* _Directions for this task_
Reproduce word for word everything in the material from the line containing "flower, then give the position of each instance." down to the final line, with both ends included.

(begin)

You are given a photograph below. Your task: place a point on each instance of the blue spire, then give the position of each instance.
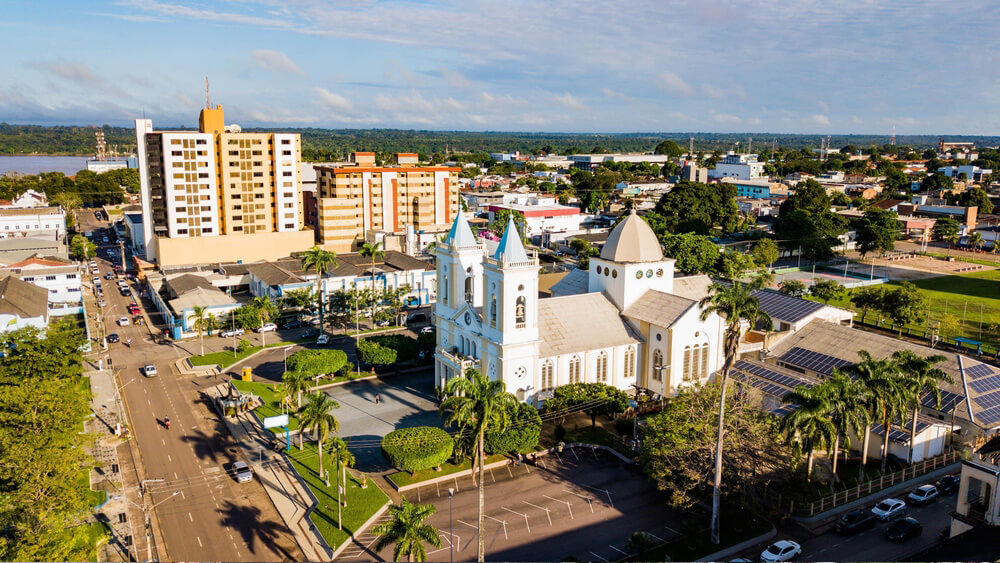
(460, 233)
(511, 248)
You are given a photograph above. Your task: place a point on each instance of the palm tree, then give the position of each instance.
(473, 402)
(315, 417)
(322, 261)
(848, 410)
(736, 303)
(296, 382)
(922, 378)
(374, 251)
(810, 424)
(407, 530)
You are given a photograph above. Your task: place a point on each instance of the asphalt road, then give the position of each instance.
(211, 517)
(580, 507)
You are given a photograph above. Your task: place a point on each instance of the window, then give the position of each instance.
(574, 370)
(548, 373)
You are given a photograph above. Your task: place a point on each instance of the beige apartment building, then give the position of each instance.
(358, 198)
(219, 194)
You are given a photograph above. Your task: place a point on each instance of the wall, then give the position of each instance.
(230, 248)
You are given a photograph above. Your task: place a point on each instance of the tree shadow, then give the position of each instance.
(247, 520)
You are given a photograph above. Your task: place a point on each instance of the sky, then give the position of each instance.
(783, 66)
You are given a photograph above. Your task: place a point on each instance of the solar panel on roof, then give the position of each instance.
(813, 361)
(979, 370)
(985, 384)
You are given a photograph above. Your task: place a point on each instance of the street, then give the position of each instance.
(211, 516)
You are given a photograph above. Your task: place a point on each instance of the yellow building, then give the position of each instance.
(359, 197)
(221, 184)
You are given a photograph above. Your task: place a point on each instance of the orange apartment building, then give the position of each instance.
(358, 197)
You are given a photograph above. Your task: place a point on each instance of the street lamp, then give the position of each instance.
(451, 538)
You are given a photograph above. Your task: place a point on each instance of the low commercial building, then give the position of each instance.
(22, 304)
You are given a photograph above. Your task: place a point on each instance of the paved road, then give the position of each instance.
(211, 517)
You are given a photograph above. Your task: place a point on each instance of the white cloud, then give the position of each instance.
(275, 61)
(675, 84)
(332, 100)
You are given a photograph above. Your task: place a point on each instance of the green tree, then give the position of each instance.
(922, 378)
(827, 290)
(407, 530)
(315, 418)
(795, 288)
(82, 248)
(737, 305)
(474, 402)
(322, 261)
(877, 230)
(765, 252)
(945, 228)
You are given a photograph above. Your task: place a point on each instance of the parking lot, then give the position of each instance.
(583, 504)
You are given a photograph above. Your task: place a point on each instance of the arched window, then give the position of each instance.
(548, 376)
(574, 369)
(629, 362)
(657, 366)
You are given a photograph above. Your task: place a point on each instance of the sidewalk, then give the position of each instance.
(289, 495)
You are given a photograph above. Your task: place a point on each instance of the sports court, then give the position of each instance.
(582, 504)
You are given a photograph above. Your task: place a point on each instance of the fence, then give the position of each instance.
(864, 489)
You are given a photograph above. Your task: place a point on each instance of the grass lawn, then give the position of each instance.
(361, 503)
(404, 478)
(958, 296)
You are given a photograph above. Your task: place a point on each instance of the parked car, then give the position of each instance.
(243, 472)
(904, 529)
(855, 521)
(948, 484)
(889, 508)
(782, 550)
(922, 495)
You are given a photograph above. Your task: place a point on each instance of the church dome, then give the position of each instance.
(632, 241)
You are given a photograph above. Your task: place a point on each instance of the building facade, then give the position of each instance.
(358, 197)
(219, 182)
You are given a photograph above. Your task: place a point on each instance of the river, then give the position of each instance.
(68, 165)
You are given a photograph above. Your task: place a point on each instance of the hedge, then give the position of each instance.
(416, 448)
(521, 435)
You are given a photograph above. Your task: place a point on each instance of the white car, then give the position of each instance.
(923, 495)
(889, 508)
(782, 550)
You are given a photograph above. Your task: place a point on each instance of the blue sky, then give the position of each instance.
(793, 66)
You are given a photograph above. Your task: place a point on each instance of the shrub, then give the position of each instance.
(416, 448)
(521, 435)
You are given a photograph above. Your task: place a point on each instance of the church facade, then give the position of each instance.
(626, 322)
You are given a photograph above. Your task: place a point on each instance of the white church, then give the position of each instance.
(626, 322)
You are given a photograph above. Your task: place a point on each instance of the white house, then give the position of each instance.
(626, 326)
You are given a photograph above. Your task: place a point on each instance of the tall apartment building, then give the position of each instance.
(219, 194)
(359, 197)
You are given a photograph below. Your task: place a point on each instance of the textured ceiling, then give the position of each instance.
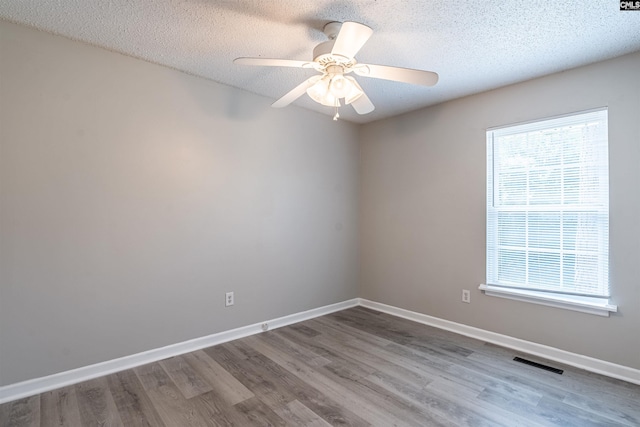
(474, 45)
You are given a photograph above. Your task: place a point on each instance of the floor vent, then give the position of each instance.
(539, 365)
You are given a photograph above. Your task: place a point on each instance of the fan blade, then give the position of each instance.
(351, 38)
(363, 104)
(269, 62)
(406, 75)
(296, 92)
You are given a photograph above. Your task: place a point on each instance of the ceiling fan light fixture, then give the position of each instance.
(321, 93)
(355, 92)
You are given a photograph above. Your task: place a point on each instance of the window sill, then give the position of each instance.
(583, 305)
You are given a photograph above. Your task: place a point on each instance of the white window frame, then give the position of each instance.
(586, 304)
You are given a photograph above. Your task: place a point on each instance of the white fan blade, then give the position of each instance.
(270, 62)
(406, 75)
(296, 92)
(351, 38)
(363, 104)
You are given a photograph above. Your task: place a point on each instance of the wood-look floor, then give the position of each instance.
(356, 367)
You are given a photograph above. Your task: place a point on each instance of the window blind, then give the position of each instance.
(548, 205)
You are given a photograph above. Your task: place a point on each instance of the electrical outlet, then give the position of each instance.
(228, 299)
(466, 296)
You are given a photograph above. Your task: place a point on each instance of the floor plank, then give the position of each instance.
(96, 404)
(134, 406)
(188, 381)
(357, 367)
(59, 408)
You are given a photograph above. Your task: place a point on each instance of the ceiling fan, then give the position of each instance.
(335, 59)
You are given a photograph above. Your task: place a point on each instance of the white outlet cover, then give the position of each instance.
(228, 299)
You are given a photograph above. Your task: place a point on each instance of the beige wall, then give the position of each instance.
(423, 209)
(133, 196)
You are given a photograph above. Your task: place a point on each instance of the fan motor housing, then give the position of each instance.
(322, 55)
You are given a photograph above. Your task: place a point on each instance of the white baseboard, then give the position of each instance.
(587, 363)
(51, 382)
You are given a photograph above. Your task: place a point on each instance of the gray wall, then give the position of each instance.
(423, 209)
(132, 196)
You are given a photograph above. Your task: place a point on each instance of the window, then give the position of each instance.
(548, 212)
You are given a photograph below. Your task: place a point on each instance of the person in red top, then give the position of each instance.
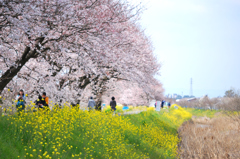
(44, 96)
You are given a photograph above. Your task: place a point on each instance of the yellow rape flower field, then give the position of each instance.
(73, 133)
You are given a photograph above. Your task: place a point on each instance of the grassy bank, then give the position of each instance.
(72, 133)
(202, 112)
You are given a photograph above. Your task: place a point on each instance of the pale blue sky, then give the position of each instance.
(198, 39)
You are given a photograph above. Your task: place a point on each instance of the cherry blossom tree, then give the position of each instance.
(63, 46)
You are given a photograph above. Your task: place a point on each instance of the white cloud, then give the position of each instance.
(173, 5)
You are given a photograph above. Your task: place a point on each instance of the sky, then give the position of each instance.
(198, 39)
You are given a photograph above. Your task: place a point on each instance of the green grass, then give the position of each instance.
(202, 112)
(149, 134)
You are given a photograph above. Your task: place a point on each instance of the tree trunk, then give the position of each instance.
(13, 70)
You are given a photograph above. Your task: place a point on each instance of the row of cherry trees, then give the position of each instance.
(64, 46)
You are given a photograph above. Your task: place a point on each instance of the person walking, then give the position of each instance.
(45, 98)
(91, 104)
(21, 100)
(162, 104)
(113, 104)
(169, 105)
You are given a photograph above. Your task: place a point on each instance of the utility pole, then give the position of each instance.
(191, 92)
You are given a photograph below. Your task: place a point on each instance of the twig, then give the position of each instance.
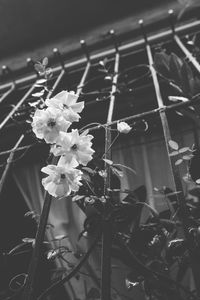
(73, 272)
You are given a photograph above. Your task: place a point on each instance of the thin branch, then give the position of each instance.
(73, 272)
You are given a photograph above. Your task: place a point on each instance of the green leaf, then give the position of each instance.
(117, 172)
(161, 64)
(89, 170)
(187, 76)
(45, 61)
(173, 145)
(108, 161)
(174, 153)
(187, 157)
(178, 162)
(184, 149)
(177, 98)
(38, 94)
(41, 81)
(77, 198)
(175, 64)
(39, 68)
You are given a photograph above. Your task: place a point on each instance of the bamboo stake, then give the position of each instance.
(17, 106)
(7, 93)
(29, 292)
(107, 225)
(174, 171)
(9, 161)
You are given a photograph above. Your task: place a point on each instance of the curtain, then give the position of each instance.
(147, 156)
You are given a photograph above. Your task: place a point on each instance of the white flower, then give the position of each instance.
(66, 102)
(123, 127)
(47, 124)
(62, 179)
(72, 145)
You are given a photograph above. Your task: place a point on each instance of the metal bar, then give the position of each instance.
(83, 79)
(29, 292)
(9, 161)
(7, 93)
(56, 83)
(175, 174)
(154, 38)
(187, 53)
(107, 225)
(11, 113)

(end)

* _Task answer_
You are given a photograph above. Your task: place a point on each instance of the white flower, then give the position of each instance.
(66, 102)
(123, 127)
(47, 124)
(62, 179)
(72, 145)
You are given a photograph above. Your task: place a point on each instance of the metal bar, then give the position of each instance.
(83, 79)
(29, 292)
(9, 161)
(7, 93)
(56, 83)
(175, 174)
(154, 38)
(187, 53)
(107, 225)
(11, 113)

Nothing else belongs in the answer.